WORKING DATA -
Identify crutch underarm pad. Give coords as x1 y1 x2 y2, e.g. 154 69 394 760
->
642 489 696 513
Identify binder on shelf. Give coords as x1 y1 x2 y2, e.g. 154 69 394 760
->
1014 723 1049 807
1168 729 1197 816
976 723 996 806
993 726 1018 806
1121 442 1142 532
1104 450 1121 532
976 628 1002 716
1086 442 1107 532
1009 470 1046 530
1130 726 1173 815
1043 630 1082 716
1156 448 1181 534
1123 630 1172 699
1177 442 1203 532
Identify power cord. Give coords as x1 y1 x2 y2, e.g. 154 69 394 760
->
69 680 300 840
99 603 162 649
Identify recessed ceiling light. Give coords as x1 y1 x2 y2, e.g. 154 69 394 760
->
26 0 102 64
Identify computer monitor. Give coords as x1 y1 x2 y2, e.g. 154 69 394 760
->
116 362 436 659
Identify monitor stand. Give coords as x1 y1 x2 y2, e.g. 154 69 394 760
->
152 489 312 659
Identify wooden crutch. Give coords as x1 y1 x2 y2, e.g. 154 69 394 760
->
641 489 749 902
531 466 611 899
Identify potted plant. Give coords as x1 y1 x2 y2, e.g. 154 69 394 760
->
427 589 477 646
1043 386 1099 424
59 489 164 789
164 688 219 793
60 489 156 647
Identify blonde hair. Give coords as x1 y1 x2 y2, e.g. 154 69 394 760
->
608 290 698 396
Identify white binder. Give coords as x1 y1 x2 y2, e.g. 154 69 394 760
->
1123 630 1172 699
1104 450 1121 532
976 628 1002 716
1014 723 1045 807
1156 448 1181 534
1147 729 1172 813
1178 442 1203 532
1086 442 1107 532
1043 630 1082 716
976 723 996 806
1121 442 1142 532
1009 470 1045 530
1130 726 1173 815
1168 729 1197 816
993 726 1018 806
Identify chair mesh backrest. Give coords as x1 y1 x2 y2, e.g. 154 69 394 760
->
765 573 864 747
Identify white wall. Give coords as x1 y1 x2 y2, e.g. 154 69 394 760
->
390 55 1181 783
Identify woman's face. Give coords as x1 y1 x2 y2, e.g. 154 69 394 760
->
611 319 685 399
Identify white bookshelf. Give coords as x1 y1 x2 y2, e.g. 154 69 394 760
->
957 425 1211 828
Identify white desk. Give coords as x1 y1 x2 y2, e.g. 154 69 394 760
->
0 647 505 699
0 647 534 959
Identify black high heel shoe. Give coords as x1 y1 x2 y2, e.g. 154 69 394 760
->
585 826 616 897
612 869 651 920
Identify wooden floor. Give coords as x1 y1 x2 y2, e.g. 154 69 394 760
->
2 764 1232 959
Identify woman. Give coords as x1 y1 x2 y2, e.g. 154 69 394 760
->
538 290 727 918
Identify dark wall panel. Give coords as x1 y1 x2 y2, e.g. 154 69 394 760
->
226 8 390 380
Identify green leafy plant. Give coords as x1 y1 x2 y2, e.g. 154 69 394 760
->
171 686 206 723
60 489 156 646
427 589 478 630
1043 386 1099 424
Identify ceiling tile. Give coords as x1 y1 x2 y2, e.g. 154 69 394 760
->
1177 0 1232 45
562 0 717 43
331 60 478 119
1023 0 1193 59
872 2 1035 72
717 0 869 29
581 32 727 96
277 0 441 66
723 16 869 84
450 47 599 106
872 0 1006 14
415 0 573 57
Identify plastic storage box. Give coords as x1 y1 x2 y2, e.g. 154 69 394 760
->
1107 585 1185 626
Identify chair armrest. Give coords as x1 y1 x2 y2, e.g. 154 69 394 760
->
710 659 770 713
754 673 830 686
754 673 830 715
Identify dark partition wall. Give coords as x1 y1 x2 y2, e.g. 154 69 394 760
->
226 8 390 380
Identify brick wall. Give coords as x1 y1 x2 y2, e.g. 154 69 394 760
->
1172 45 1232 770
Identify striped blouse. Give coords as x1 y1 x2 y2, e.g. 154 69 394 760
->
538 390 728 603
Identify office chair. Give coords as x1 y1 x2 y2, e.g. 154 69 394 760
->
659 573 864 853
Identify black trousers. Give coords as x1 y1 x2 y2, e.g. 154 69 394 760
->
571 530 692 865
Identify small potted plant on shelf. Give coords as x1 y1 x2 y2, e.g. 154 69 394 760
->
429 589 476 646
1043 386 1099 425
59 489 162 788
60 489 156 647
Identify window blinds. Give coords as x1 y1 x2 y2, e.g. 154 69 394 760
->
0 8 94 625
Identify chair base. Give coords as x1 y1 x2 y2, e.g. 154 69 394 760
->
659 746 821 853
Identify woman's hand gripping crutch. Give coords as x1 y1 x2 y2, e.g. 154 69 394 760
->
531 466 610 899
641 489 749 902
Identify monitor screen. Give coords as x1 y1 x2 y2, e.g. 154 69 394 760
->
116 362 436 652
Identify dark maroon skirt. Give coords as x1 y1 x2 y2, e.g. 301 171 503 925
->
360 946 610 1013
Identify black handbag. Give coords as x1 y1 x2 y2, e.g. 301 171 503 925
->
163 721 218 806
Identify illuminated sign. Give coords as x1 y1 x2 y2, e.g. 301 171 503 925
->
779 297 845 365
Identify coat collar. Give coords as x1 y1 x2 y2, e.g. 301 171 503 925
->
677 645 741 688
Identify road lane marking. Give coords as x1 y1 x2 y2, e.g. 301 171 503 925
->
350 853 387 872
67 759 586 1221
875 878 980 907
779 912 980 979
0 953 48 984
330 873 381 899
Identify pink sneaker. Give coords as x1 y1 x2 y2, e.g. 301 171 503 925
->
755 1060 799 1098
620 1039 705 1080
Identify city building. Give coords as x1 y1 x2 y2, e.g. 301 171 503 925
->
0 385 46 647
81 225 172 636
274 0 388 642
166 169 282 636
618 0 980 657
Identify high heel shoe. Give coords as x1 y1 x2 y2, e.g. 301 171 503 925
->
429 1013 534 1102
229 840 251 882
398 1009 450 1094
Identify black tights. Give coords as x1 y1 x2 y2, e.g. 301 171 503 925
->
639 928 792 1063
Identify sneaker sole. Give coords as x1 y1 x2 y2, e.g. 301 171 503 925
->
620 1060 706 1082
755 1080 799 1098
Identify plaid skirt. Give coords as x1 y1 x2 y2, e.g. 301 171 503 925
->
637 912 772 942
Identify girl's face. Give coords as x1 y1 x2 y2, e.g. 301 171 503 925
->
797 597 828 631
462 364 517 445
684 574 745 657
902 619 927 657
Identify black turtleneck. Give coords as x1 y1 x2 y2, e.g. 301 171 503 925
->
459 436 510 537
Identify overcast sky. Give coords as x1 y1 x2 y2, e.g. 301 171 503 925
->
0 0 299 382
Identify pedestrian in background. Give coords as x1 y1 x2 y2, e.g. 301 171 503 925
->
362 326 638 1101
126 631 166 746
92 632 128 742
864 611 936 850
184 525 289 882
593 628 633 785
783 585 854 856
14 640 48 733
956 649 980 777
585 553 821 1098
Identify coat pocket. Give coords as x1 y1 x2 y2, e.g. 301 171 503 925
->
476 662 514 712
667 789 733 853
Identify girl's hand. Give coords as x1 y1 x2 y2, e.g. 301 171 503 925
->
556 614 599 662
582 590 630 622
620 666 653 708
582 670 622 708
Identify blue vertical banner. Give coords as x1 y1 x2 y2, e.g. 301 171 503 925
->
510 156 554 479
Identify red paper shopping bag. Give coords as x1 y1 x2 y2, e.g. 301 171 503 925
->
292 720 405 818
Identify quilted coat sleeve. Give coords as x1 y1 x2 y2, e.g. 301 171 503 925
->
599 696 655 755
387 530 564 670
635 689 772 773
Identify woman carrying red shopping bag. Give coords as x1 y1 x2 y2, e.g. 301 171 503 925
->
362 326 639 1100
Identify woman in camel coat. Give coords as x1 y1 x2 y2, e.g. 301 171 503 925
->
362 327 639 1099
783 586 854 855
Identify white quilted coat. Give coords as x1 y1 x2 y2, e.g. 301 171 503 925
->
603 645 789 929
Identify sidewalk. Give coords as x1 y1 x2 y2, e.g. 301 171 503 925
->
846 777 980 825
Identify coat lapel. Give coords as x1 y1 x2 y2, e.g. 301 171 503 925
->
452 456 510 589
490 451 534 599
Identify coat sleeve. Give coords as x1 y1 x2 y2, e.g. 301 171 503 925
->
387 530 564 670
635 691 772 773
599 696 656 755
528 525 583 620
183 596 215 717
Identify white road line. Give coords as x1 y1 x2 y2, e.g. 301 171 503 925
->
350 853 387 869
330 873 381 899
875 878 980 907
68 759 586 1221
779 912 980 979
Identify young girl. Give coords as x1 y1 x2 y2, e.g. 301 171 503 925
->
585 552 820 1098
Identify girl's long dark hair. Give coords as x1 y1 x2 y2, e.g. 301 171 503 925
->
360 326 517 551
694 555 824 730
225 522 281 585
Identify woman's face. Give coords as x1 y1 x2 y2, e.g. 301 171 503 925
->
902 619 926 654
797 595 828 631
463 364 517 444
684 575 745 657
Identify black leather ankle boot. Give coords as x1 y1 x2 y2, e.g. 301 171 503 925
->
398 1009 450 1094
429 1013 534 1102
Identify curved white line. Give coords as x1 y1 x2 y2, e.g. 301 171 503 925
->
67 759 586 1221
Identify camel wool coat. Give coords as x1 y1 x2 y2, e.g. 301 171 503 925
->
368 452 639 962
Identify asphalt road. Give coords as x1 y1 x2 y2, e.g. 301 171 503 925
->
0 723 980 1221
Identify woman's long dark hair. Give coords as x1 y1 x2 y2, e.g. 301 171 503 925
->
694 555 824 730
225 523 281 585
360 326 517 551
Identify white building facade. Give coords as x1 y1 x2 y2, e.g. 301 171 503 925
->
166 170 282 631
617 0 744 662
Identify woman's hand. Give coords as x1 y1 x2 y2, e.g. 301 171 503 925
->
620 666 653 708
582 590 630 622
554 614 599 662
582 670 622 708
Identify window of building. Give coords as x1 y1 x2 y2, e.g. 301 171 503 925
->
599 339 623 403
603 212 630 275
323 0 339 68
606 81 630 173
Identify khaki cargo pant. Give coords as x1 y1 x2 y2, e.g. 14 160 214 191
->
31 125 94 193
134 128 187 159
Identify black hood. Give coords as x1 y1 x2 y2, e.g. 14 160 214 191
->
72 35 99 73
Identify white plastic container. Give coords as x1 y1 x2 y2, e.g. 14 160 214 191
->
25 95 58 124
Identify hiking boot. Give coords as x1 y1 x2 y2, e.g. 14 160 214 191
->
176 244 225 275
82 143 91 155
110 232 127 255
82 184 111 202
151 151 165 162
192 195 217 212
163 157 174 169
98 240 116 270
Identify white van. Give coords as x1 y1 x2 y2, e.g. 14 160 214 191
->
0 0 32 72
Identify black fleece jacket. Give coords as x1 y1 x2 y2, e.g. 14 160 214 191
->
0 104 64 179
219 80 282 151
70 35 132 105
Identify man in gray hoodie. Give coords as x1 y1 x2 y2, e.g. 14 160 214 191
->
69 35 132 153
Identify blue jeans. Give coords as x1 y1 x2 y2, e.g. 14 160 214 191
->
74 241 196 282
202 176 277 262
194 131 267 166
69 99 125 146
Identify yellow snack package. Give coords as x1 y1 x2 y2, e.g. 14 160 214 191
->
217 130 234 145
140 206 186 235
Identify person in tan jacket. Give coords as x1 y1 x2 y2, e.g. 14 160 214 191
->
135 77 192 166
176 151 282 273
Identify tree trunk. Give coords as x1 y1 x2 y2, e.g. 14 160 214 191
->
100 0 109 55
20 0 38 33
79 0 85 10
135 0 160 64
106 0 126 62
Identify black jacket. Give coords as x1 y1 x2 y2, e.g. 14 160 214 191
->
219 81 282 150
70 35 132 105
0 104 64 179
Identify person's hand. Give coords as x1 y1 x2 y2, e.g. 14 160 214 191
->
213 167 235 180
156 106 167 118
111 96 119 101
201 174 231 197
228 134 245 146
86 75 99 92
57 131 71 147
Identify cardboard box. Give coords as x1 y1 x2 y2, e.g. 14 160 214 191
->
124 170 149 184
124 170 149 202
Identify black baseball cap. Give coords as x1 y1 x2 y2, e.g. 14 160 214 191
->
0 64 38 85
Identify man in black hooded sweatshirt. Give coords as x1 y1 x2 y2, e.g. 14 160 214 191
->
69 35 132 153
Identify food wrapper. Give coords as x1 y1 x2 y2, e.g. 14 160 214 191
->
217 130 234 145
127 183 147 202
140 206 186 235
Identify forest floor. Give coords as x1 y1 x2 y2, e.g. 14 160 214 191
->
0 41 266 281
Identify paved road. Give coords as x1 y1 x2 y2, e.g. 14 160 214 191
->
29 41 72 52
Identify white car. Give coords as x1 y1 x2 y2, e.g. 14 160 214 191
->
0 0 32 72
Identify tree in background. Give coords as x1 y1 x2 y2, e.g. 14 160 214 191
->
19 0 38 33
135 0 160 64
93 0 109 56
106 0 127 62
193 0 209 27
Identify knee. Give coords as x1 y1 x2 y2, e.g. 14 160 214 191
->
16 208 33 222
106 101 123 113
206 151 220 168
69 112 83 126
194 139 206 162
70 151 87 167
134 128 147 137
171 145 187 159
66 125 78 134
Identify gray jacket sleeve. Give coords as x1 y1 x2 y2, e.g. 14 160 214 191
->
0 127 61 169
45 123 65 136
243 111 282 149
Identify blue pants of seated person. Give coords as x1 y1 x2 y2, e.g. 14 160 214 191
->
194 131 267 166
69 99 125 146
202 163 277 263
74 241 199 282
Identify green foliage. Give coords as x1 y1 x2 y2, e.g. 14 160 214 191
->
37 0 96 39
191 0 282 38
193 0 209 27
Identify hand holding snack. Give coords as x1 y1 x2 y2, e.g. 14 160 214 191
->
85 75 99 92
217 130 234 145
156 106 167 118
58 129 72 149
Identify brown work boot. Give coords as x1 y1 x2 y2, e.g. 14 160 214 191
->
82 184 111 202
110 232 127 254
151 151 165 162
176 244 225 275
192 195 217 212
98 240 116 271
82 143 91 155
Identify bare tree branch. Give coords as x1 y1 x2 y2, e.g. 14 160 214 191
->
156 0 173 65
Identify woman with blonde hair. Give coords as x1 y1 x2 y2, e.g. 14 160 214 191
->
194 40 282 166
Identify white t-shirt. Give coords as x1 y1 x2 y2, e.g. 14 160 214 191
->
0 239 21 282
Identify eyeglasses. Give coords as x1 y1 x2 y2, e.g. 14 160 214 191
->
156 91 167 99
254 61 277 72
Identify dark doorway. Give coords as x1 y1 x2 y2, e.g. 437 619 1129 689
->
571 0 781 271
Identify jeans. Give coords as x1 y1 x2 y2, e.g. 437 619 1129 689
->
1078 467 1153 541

SHORT EXERCISE - Reproduce the entries character for character, from the first line through the line containing "2 764 1232 959", including both of those lines.

FULL SOLUTION -
Identify crutch underarm pad. Give coords as x1 y1 x2 y2, e.g. 154 69 394 760
->
642 489 696 513
Identify binder on shelf. Give coords as x1 y1 x2 y2, e.g. 154 69 394 760
->
1014 723 1049 807
1168 729 1197 816
976 723 996 806
993 726 1018 806
1121 442 1142 532
1104 450 1121 532
976 628 1002 716
1086 442 1107 532
1009 470 1046 530
1130 726 1173 815
1043 630 1082 716
1156 448 1181 534
1123 630 1172 699
1177 442 1203 532
Identify power cord. Give coords as x1 y1 x2 y2, e.g. 154 69 394 760
->
69 680 300 840
99 603 162 649
Identify recessed ceiling light. Give coords as x1 y1 x2 y2, e.g. 154 69 394 760
->
26 0 102 64
Identify computer monitor. Give coords as x1 y1 x2 y2, e.g. 154 69 394 760
->
116 362 436 659
Identify monitor stand. Give coords as x1 y1 x2 y2, e.g. 154 69 394 760
->
152 489 312 659
Identify wooden crutch. Give coords as x1 y1 x2 y2, e.g. 154 69 394 760
->
641 489 749 902
531 466 611 899
Identify potted plant. Give coords as x1 y1 x2 y2, e.g. 154 69 394 760
->
427 589 477 646
1043 386 1099 424
59 489 164 789
164 688 219 793
60 489 156 647
Identify blonde hair. Give coords as x1 y1 x2 y2, e.g. 154 69 394 760
->
608 290 698 396
Identify white binder. Give coords as x1 y1 x2 y2, e.g. 154 69 394 760
->
1123 630 1172 699
1104 450 1121 532
976 628 1002 716
1014 723 1045 807
1156 448 1181 534
1147 729 1172 813
1178 442 1203 532
1086 442 1107 532
1043 630 1082 716
976 723 996 806
1121 442 1142 532
1009 470 1045 530
1130 726 1173 815
1168 729 1197 816
993 726 1018 806
Identify chair mesh backrest. Give coords as x1 y1 x2 y2, e.g. 154 69 394 760
->
765 573 864 747
Identify white wall. Give coords as x1 y1 x2 y2, e.g. 154 69 394 760
->
390 55 1181 783
Identify woman's face. Give coords as x1 y1 x2 y2, e.g. 154 69 394 760
->
611 319 685 399
Identify white bookshelf. Give coords as x1 y1 x2 y2, e.g. 154 69 394 760
->
957 425 1211 828
Identify white desk. Give coords as x1 y1 x2 y2, e.g. 154 69 394 760
->
0 647 505 699
0 647 534 959
Identify black high heel shoe. Give coords as x1 y1 x2 y2, e.g. 154 69 394 760
->
585 826 616 897
612 869 651 920
Identify wooden floor. Give coords as x1 y1 x2 y2, e.g. 154 69 394 760
->
2 764 1232 959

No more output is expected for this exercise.